I know that Wales is a large country, but it is interesting to note that even Ministers cannot work out its boundaries.

I decided to enter the word "Wales" into the Google internet search engine to see what came up. The No. 1 area of interest was the Welsh Assembly; the Wales Tourist Board only featured second. Perhaps the Welsh Assembly has now become the great tourist centre for the whole of Wales, and people are queueing up to visit it to see where everything is happening. After all, there is wall-to-wall coverage of the Assembly on S4C2.

Donald Anderson: The hon. Gentleman is not being helpful in the sense that anyone who has visited the Welsh Assembly's information centre must be impressed by what is there. It is, perhaps, a model that the House should follow.

Mr. Evans: My concern is getting people into Wales in the first place, not thinking about people queueing for and flocking to the Welsh Assembly's information centre and where they will go afterwards. I am sure that the right hon. Gentleman will share my concern that we need to get more tourists into Wales. I think that he will agree with some remarks that I shall make later about Swansea.

☆ ☆ ☆ ☆ ☆

# Explore the material:
1 - In the debate excerpt, what was the top result when the word "Wales" was searched on Google?
2 - Write out the stretch of the debate excerpt from "I decided to" through "House should follow.", word for word.

[Stored data entries]
☆ ☆ ☆ ☆ ☆

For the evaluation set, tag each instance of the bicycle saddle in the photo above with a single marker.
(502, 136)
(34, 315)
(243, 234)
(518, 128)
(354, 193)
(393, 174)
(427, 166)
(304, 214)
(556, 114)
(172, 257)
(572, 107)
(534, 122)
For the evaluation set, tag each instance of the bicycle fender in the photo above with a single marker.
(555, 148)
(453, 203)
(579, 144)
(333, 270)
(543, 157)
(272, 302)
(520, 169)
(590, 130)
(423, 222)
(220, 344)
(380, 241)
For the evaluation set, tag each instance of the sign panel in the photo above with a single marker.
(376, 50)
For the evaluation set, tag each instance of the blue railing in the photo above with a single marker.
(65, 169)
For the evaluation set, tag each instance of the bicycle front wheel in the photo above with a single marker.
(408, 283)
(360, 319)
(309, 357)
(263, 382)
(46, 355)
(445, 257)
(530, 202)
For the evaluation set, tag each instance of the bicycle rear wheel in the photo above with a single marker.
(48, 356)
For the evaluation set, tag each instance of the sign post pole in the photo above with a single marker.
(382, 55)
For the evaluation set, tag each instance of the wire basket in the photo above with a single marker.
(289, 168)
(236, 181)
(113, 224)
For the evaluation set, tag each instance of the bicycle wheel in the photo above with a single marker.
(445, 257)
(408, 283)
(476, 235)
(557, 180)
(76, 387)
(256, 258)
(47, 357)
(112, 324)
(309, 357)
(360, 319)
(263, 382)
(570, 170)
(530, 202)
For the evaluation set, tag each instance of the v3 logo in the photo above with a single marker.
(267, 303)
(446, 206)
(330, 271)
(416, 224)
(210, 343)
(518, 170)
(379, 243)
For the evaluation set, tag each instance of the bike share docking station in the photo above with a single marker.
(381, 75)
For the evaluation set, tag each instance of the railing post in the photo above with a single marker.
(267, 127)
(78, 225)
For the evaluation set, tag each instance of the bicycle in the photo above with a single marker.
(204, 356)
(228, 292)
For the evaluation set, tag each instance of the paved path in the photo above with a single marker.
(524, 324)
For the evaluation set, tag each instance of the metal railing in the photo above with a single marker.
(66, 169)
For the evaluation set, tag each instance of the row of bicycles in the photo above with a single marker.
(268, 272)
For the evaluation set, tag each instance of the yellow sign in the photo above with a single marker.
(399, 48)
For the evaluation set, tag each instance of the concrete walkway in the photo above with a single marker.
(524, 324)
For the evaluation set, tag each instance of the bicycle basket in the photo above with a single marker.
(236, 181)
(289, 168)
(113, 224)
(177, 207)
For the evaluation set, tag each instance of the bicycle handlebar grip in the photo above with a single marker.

☆ ☆ ☆ ☆ ☆

# Task answers:
1 - The Welsh Assembly.

2 -
I decided to enter the word "Wales" into the Google internet search engine to see what came up. The No. 1 area of interest was the Welsh Assembly; the Wales Tourist Board only featured second. Perhaps the Welsh Assembly has now become the great tourist centre for the whole of Wales, and people are queueing up to visit it to see where everything is happening. After all, there is wall-to-wall coverage of the Assembly on S4C2.

Donald Anderson: The hon. Gentleman is not being helpful in the sense that anyone who has visited the Welsh Assembly's information centre must be impressed by what is there. It is, perhaps, a model that the House should follow.